### Job 1
Answer these three questions from the Bookkeeping Exchange schema document below, one line each:
(a) Which database is named as the primary database, and at what version?
(b) What default value does the email_verified field on the User model have?
(c) What max_length is set for the phone field on the BusinessOwner model?
### Job 2
In the Bookkeeping Exchange schema document below, what are the BusinessOwner and Bookkeeper models for, according to their stated purposes? Answer in one to three sentences.
### Job 3
Go on with the Bookkeeping Exchange schema document below, picking up right after its last line.

### Selected passage
------------------------------------------------------------------------
Skip to main content

Bookkeeping Exchange - Data Models & Database Schema

Bookkeeping Exchange - Data Models & Database Schema

3. Database Schema & Data Models

Document Version: 1.0 Last Updated: 2025-12-26


3.1 Database Technology

Primary Database: PostgreSQL 15+ ORM: Django ORM Migrations: Django migrations


3.2 Entity Relationship Overview

User (Django Auth)
├── BusinessOwner (1:1)
│   └── Lead (1:many)
│       ├── LeadPurchase (1:many)
│       └── Bookmark (1:many)
├── Bookkeeper (1:1)
│   ├── LeadPurchase (1:many)
│   ├── Bookmark (1:many)
│   └── Subscription (1:1)
└── Administrator (1:1)

Configuration (singleton-like settings)
Transaction (payment records)
AuditLog (future - track changes)

3.3 Core Models

3.3.1 User Model (Django Built-in, Extended)

Uses Django's AbstractUser or extends via OneToOne relationship.

Fields:

# Django default fields
id (UUID or Integer, PK)
username (unique, email-based)
email (unique)
password (hashed)
first_name
last_name
is_active
is_staff
is_superuser
date_joined
last_login

# Custom fields
user_type (CharField: 'business_owner', 'bookkeeper', 'admin')
email_verified (Boolean, default=False)
email_verification_token (UUID, nullable)
email_verification_sent_at (DateTime, nullable)

Indexes:

  • email (unique)
  • username (unique)
  • user_type
  • email_verified

3.3.2 BusinessOwner Model

Purpose: Extended profile for business owners who submit leads

Fields:

id (PK, UUID)
user (OneToOne → User, on_delete=CASCADE)
business_name (CharField, max_length=255)
phone (CharField, max_length=20)
created_at (DateTimeField, auto_now_add=True)
updated_at (DateTimeField, auto_now=True)
terms_accepted (Boolean, default=False)
terms_accepted_at (DateTimeField, nullable)
consent_to_share_info (Boolean, default=False)
consent_given_at (DateTimeField, nullable)

Relationships:

  • Has many: Lead

Indexes:

  • user_id (unique)
  • created_at

3.3.3 Bookkeeper Model

Purpose: Extended profile for bookkeepers who purchase leads

Fields:

id (PK, UUID)
user (OneToOne → User, on_delete=CASCADE)
------------------------------------------------------------------------
### Dataset records
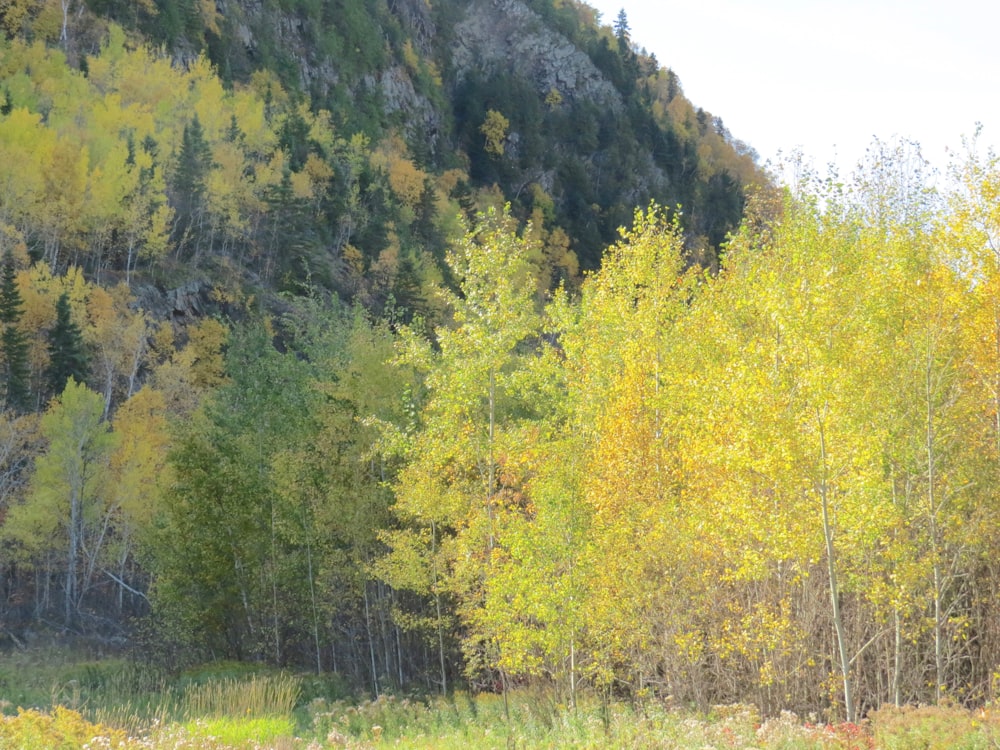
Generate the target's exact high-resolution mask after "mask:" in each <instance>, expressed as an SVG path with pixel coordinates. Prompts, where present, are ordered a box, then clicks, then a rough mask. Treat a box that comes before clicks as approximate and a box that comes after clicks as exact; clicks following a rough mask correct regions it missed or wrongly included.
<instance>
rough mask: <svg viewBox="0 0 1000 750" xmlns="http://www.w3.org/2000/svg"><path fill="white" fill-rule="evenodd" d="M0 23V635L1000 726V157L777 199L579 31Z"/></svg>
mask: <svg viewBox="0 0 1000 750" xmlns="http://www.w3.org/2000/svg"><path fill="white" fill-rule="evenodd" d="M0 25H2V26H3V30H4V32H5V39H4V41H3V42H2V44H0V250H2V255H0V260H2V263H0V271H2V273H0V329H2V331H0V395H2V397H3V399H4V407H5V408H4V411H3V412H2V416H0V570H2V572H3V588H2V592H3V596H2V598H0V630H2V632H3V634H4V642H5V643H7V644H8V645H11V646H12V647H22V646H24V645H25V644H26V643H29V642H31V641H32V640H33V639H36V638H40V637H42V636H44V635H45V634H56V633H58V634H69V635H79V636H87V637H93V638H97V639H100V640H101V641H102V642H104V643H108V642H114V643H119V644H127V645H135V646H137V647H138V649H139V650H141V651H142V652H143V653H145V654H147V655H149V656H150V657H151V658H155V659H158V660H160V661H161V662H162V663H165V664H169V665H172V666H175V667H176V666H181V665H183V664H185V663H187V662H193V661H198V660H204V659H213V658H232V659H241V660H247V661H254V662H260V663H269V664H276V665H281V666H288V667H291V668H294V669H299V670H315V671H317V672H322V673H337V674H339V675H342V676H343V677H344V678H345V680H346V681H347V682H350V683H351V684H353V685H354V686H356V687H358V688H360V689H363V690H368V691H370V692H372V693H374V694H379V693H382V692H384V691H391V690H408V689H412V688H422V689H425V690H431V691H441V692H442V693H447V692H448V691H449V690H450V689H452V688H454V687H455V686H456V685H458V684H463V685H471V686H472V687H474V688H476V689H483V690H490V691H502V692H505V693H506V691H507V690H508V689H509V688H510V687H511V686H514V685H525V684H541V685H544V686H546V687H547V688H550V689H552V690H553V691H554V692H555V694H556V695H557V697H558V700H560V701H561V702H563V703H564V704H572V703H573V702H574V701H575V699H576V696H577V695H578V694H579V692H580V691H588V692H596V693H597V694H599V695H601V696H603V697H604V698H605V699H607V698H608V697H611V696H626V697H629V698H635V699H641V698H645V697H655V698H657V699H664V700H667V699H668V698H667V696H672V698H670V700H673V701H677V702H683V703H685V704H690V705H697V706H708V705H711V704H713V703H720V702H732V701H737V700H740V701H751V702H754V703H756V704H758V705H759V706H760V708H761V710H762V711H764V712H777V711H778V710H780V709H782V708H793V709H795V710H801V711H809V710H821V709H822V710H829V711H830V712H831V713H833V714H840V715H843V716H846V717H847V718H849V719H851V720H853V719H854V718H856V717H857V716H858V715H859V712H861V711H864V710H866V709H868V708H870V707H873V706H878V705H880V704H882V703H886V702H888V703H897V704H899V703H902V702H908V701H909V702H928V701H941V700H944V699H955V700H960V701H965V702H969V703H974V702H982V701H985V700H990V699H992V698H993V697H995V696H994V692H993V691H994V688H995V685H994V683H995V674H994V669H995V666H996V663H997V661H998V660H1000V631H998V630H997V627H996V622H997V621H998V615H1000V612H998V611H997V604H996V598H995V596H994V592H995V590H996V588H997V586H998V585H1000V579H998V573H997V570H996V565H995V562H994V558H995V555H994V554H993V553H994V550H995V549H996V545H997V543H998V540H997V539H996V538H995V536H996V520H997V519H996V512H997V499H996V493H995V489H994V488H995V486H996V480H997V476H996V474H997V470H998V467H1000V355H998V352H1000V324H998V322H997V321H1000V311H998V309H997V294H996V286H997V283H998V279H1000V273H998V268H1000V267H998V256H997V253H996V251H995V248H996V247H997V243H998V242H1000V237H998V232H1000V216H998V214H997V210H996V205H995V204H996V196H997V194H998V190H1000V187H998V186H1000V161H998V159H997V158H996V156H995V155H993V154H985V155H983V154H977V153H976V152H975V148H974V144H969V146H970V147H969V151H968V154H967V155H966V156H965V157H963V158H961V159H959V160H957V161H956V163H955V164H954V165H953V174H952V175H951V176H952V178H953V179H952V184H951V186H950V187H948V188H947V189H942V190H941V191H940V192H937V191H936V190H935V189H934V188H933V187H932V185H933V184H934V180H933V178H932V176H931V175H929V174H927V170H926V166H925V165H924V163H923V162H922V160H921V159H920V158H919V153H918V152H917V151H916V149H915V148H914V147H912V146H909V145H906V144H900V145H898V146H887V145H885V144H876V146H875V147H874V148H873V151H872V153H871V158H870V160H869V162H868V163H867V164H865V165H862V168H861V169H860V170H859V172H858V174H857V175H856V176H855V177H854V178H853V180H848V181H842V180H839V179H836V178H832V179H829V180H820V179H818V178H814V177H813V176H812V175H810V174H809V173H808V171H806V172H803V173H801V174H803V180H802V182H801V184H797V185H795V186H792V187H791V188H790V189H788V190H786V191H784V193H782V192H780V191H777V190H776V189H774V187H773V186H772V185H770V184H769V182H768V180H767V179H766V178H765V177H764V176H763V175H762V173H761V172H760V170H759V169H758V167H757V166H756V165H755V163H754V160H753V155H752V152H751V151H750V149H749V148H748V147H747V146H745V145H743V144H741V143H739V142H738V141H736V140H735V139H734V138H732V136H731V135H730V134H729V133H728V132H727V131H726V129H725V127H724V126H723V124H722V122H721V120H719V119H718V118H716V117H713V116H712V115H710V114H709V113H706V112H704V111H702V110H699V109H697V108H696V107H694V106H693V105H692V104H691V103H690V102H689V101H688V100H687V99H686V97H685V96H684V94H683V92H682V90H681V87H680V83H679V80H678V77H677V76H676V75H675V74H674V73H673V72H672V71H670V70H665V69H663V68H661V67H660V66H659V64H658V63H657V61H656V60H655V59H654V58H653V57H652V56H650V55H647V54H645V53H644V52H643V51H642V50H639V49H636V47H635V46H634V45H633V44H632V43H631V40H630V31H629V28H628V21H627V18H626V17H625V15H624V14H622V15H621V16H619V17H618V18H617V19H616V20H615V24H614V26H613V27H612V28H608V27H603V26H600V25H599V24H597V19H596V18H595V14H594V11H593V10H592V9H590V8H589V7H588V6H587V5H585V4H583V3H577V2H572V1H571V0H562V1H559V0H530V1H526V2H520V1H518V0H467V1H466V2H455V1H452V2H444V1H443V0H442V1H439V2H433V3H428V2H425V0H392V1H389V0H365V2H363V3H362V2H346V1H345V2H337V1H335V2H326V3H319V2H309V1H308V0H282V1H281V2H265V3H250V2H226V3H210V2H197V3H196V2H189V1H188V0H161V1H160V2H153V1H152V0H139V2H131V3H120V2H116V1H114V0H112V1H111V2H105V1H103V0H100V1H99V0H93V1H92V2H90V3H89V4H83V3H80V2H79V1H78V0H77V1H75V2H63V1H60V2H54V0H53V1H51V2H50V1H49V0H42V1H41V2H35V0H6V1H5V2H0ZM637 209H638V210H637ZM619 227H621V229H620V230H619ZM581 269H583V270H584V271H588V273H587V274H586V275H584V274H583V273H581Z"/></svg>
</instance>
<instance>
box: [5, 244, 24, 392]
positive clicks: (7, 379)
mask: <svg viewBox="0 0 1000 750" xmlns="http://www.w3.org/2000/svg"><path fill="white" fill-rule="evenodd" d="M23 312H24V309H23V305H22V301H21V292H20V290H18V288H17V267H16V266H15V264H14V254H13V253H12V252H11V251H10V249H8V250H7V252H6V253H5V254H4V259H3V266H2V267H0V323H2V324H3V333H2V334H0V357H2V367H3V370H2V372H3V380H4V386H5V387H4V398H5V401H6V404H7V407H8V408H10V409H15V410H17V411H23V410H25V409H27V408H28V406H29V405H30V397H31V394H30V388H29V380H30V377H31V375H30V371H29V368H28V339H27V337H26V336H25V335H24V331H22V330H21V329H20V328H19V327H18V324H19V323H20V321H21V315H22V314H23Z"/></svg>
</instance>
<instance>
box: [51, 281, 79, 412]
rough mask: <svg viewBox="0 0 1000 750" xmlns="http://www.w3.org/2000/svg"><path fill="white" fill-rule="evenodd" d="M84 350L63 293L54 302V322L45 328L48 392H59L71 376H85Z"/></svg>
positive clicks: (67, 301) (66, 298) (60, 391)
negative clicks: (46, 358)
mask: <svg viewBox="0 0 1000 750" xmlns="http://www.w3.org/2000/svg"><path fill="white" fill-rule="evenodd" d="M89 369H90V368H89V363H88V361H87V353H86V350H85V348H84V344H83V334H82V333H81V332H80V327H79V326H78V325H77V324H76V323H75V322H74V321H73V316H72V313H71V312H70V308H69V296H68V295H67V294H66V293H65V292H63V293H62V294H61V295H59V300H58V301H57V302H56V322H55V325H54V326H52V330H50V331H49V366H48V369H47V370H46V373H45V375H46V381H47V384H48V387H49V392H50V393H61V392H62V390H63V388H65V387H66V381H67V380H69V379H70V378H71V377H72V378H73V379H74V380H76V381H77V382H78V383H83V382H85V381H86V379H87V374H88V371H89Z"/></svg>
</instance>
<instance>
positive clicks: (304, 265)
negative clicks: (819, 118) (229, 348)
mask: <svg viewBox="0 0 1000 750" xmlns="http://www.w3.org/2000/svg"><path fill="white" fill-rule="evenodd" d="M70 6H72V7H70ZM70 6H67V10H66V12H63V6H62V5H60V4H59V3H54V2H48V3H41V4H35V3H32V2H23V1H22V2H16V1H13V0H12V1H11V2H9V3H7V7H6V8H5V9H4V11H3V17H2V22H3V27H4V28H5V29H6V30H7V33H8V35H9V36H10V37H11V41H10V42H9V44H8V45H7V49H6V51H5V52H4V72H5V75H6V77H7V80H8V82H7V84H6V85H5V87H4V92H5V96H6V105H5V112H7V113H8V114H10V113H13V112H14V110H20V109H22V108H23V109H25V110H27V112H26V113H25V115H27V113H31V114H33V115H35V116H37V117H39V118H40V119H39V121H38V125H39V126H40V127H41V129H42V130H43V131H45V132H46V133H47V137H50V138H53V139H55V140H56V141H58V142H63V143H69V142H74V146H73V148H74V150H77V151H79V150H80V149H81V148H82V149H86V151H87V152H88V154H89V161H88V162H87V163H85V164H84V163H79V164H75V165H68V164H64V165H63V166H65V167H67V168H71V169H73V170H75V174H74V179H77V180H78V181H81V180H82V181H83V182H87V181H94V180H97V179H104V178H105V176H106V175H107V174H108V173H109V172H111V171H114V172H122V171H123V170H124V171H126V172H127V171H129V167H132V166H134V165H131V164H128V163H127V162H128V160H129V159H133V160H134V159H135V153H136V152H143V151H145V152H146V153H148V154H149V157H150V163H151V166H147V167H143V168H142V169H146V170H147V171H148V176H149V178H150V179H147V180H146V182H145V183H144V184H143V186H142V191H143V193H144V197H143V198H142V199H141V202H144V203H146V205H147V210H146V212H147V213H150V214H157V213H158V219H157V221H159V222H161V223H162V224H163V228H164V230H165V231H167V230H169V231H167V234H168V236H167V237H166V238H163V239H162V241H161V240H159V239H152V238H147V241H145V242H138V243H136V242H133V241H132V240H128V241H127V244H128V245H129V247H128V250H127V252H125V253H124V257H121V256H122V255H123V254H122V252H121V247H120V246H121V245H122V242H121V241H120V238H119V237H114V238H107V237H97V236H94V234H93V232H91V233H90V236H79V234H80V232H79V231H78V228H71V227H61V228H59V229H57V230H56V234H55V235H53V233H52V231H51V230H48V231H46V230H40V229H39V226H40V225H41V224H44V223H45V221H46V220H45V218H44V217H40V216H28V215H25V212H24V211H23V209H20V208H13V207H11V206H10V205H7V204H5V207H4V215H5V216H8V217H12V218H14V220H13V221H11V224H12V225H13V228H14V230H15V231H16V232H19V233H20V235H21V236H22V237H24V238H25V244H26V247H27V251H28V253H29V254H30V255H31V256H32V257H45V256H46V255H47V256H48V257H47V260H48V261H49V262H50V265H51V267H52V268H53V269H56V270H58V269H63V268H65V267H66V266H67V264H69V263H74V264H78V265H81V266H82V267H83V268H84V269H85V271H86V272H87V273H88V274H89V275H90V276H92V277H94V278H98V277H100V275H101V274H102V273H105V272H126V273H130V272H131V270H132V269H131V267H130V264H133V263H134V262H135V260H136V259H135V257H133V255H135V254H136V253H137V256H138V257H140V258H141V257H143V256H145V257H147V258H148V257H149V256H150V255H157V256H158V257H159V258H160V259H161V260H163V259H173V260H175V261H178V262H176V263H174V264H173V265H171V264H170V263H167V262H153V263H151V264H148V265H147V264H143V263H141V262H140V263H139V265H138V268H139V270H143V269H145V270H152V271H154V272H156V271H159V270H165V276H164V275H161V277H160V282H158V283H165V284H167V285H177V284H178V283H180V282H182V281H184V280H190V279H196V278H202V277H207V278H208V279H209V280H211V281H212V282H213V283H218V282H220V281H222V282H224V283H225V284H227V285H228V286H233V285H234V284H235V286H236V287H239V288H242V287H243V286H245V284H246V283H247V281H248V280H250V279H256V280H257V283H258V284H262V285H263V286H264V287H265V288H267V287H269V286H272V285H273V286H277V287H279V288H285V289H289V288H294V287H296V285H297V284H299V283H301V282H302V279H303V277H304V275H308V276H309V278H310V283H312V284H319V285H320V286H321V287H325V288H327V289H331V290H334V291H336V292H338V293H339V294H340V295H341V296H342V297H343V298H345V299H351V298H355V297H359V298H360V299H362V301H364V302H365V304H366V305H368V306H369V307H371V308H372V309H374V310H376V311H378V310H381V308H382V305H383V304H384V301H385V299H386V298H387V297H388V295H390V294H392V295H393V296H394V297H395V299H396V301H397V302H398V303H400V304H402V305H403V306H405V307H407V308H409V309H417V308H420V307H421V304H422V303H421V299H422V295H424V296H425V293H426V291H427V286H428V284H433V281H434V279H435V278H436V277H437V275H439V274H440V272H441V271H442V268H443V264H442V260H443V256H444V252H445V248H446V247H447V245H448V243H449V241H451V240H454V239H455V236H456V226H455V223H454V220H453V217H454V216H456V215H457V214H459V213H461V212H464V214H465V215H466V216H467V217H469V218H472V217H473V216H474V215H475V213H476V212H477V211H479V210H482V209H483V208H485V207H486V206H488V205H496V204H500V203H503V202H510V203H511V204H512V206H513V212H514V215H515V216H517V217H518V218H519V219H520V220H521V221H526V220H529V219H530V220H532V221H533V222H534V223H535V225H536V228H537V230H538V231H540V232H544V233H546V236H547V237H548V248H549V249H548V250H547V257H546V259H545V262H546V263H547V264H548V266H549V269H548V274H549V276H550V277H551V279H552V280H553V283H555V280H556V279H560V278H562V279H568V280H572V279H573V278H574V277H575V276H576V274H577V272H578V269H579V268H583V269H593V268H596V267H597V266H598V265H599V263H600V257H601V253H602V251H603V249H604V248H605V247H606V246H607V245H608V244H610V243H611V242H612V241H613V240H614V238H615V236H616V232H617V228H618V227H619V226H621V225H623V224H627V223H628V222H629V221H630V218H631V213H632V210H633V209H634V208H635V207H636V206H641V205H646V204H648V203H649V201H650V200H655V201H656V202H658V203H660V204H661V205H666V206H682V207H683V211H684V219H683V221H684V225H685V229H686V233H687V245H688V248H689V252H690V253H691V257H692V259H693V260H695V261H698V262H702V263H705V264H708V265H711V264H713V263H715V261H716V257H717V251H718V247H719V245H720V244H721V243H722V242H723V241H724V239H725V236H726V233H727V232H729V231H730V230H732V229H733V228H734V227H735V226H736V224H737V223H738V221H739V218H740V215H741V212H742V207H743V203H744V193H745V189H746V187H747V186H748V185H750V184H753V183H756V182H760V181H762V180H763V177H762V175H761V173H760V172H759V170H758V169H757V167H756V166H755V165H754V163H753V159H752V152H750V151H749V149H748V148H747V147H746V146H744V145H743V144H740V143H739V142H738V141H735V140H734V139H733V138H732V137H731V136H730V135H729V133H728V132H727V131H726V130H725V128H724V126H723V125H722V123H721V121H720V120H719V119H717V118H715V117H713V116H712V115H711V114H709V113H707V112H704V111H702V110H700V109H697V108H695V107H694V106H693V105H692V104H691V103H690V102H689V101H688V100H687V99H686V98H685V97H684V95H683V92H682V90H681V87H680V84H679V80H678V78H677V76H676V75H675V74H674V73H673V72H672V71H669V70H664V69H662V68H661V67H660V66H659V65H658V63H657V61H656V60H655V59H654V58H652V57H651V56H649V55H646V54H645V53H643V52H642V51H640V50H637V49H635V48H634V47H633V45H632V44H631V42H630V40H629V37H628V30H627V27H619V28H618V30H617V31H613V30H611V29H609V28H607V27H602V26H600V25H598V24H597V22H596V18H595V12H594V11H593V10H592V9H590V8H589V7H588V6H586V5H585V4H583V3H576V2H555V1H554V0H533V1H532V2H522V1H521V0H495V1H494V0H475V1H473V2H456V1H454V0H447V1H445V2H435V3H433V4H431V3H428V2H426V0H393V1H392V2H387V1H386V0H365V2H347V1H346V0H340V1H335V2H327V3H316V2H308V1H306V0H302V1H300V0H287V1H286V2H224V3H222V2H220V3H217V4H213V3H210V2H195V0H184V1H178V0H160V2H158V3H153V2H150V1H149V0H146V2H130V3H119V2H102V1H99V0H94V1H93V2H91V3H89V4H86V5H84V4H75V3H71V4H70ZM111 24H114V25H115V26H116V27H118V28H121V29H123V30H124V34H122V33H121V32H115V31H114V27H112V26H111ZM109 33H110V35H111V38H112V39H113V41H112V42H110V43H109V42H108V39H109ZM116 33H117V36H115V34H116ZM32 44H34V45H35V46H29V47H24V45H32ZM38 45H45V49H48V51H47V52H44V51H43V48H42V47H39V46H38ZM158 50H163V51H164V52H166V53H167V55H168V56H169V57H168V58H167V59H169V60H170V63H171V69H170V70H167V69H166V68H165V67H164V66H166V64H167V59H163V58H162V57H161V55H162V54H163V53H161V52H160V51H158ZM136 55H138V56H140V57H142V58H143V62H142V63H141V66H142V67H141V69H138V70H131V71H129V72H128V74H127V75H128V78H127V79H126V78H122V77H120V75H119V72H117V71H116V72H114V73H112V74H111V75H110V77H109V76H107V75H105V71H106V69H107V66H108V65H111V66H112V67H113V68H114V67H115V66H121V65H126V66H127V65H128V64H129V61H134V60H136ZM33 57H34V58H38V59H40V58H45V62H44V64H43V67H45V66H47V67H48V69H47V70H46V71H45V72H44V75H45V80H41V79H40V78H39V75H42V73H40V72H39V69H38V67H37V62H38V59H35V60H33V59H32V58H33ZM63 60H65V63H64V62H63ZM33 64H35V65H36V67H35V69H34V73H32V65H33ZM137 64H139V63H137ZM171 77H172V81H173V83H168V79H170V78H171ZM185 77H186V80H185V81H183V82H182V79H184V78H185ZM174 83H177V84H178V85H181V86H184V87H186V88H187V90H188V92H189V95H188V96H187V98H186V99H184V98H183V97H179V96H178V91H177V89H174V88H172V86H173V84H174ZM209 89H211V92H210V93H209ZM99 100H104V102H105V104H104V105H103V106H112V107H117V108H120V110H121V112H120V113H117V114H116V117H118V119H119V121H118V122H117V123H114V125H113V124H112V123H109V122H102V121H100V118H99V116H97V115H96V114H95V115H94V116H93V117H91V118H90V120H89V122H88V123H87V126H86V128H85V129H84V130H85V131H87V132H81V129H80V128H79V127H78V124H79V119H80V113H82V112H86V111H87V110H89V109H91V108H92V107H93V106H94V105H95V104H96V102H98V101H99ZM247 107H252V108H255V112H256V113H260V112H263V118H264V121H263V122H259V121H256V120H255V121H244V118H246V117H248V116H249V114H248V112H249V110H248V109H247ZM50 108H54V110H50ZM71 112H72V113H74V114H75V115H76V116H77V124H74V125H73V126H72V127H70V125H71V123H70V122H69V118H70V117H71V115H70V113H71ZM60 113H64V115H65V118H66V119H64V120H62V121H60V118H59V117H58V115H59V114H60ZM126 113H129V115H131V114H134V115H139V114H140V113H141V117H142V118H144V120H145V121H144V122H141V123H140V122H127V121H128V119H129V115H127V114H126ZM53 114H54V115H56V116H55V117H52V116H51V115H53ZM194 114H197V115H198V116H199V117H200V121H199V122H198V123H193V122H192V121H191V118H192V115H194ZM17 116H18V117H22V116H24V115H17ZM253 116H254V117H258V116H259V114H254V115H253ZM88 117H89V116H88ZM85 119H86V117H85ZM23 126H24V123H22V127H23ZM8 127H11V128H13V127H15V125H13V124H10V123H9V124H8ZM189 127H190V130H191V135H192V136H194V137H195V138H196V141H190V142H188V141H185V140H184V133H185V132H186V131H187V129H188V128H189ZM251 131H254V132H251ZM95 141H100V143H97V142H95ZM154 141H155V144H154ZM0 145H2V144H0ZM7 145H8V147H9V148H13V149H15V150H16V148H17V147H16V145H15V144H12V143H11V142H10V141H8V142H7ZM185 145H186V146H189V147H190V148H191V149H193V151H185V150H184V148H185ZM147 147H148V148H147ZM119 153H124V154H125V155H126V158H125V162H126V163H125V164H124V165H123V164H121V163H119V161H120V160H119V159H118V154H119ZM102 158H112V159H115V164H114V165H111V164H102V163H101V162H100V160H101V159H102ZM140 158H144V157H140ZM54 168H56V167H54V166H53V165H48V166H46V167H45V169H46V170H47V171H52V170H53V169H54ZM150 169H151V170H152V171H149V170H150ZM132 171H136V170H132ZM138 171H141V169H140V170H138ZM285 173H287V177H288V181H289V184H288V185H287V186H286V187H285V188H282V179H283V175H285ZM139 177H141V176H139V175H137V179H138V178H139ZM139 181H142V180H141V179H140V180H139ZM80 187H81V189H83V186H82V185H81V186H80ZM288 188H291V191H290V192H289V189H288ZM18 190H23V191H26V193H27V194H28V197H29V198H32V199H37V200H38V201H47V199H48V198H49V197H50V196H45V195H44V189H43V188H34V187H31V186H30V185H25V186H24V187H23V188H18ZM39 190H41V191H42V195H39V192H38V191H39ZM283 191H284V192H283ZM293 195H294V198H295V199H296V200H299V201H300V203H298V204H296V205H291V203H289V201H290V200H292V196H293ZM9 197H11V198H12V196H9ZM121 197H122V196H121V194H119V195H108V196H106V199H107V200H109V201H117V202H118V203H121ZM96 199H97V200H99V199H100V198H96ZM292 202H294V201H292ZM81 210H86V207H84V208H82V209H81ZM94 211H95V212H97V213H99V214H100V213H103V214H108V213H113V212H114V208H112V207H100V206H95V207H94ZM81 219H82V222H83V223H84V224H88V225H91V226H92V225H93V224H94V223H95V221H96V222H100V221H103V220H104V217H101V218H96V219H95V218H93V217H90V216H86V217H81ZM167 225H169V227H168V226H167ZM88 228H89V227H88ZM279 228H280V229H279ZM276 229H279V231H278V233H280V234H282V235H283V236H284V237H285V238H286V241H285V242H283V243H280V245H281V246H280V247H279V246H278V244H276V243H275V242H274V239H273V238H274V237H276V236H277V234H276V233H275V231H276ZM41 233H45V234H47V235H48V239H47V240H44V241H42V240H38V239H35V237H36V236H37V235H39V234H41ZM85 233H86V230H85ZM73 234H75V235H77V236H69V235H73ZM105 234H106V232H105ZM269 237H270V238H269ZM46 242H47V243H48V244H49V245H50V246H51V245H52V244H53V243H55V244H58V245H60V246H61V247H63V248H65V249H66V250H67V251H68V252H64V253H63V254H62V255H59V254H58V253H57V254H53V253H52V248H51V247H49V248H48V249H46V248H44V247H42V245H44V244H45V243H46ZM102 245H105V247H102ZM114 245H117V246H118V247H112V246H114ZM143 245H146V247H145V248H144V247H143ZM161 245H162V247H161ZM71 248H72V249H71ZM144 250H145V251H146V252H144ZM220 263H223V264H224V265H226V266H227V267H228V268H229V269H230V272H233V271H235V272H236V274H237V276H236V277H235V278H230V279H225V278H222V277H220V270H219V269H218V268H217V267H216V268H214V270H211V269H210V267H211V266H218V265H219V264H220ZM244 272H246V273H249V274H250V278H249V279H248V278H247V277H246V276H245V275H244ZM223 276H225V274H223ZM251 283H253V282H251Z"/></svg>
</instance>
------------------------------------------------------------------------
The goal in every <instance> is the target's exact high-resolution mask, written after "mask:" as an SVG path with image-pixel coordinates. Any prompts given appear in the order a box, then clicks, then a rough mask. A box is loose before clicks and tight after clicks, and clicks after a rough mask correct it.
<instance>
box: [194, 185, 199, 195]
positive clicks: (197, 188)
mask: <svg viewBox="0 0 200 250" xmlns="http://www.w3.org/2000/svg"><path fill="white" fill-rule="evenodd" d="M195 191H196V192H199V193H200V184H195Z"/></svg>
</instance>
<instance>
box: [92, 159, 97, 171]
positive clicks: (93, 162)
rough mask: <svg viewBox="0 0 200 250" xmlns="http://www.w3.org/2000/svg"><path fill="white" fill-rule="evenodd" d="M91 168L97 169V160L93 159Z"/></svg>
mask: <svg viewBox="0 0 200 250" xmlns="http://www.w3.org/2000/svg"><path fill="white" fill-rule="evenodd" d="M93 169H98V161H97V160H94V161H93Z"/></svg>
------------------------------------------------------------------------
### Written answer 1
(a) PostgreSQL 15+
(b) False
(c) 20

### Written answer 2
Both are extended profiles linked one-to-one to a User. BusinessOwner holds the profile for business owners who submit leads. Bookkeeper holds the profile for bookkeepers who purchase leads.

### Written answer 3
business_name (CharField, max_length=255, nullable)
phone (CharField, max_length=20)
website (URLField, nullable)
years_of_experience (IntegerField, nullable)

# Service area
service_area_type (CharField: 'nationwide', 'regional', 'local')
service_city (CharField, max_length=100, nullable)
service_state (CharField, max_length=2, nullable)  # US state code
service_radius (IntegerField, nullable)  # miles, if local/regional

# Certifications (stored as JSON or separate M2M table)
certifications (JSONField)  # ['CPA', 'EA', 'QB ProAdvisor', etc.]
specializations (JSONField)  # ['Construction', 'Healthcare', etc.]
optional_services (JSONField)  # ['Payroll', 'CFO Services', 'Tax Prep']

# Status
approval_status (CharField: 'pending', 'approved', 'rejected', 'suspended')
approved_at (DateTimeField, nullable)
approved_by (ForeignKey → User, nullable, on_delete=SET_NULL)
rejection_reason (TextField, nullable)

# Terms
terms_accepted (Boolean, default=False)
terms_accepted_at (DateTimeField, nullable)

# Timestamps
created_at (DateTimeField, auto_now_add=True)
updated_at (DateTimeField, auto_now=True)

Relationships:

  • Has one: Subscription
  • Has many: LeadPurchase
  • Has many: Bookmark

Indexes:

  • user_id (unique)
  • approval_status
  • service_state
  • created_at

3.3.4 Lead Model

Purpose: Business owner submissions (leads for bookkeepers to purchase)

Fields:

id (PK, UUID)
business_owner (ForeignKey → BusinessOwner, on_delete=CASCADE)

# Business Information
business_name (CharField, max_length=255)
industry (CharField, max_length=100)  # Or FK to Industry table
business_type (CharField)  # LLC, S-Corp, Sole Proprietor, etc.

# Contact Information (full - revealed after purchase)
contact_name (CharField, max_length=255)
email (EmailField)
phone (CharField, max_length=20)
address_line1 (CharField, max_length=255)
address_line2 (CharField, max_length=255, nullable)
city (CharField, max_length=100)
state (CharField, max_length=2)
zip_code (CharField, max_length=10)

# Business Details (preview information)
annual_revenue_range (CharField)  # '$0-50k', '$50k-100k', etc.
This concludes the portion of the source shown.